Dataset records about object locations

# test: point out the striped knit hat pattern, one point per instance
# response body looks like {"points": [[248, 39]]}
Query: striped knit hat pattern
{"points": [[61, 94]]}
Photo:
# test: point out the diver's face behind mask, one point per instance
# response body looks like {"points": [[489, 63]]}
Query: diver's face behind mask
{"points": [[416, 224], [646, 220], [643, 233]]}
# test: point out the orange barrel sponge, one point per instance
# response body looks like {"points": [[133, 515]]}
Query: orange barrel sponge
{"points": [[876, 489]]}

_TASK BRIEF_
Take every line from the one containing "# test: point out the orange" to the end of the listing and output it exactly, with nothing else.

_THE ANSWER_
# test: point out the orange barrel sponge, one point per instance
# response body looks like {"points": [[133, 515]]}
Query: orange barrel sponge
{"points": [[876, 489]]}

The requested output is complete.